▸ **Text under study**
Today's Message
Posted: Monday, April 21, 2025Hotspots of species richness and diversification rate for bees are the North American deserts
Please join the Biology Department and the Great Lakes Center for the seminar “Hotspots of species richness and diversification rate for bees are the North American deserts”, presented by Dr. Robert Minckley today at 3:00 p.m. in Bulger Communication Center 214. Attendees are welcome to arrive at 2:30 p.m. to enjoy coffee and cookies leading up to the seminar.
Research Seminar Abstract: Bees are vegetarian wasps that collect pollen from flowers to feed their offspring, and incidentally pollinate plants at the same time. The well-known biogeographic global pattern shown by many groups, including plants, is that species richness increases towards and peaks in the tropics. Despite the intertwined evolutionary history of bees and plants, patterns of bee diversity do not follow that of their plant hosts: instead in both the eastern and western hemisphere bee richness is low in the tropics and peaks in the warm deserts. High bee species richness in deserts is partly related to the year-to-year unpredictability of bloom and the confluence of these xeric regions with other ecoregions. Pollen specialization is also more common among bees in deserts than elsewhere and may further contribute to high concentration of bee species.

▸ **Data provided**
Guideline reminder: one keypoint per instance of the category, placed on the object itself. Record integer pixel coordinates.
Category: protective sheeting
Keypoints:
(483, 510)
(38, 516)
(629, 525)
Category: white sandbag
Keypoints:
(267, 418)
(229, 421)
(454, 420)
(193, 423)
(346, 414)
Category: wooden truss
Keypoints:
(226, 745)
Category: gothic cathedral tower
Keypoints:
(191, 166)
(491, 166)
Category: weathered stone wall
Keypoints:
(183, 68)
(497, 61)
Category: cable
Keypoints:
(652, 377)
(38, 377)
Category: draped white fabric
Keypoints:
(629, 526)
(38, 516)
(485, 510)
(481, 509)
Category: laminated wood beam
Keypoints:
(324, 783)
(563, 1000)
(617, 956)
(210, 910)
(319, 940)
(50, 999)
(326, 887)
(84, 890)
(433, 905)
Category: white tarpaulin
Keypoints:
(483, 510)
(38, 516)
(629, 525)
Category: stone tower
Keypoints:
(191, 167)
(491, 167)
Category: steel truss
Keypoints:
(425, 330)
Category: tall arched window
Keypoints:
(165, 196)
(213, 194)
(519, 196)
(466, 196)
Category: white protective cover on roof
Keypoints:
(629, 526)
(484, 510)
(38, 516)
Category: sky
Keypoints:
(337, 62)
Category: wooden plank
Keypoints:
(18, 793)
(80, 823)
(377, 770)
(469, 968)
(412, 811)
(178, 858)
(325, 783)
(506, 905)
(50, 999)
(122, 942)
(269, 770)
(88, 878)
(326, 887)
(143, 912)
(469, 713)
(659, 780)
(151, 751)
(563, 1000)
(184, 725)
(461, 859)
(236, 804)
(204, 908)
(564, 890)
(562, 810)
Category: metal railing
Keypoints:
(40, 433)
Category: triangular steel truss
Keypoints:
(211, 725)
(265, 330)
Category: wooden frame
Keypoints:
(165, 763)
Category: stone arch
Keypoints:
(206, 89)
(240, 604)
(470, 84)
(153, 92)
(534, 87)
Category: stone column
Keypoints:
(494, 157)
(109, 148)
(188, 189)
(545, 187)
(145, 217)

▸ **Exercise A**
Rewrite the stretch of the bee seminar announcement from "Research Seminar Abstract: Bees" through "of bee species.", putting "hot deserts" in place of "warm deserts".
▸ **Exercise B**
For each statement, say whether it agrees with the bee seminar announcement and quote the words that decide it: (i) The seminar is held in Bulger Communication Center 214. (ii) Bee species richness peaks in the tropics. (iii) Pollen specialization is less common among bees in deserts than elsewhere.

▸ **Answer A**
Research Seminar Abstract: Bees are vegetarian wasps that collect pollen from flowers to feed their offspring, and incidentally pollinate plants at the same time. The well-known biogeographic global pattern shown by many groups, including plants, is that species richness increases towards and peaks in the tropics. Despite the intertwined evolutionary history of bees and plants, patterns of bee diversity do not follow that of their plant hosts: instead in both the eastern and western hemisphere bee richness is low in the tropics and peaks in the hot deserts. High bee species richness in deserts is partly related to the year-to-year unpredictability of bloom and the confluence of these xeric regions with other ecoregions. Pollen specialization is also more common among bees in deserts than elsewhere and may further contribute to high concentration of bee species.

▸ **Answer B**
(i) Yes: "in Bulger Communication Center 214"
(ii) No: "bee richness is low in the tropics and peaks in the warm deserts"
(iii) No: "Pollen specialization is also more common among bees in deserts than elsewhere"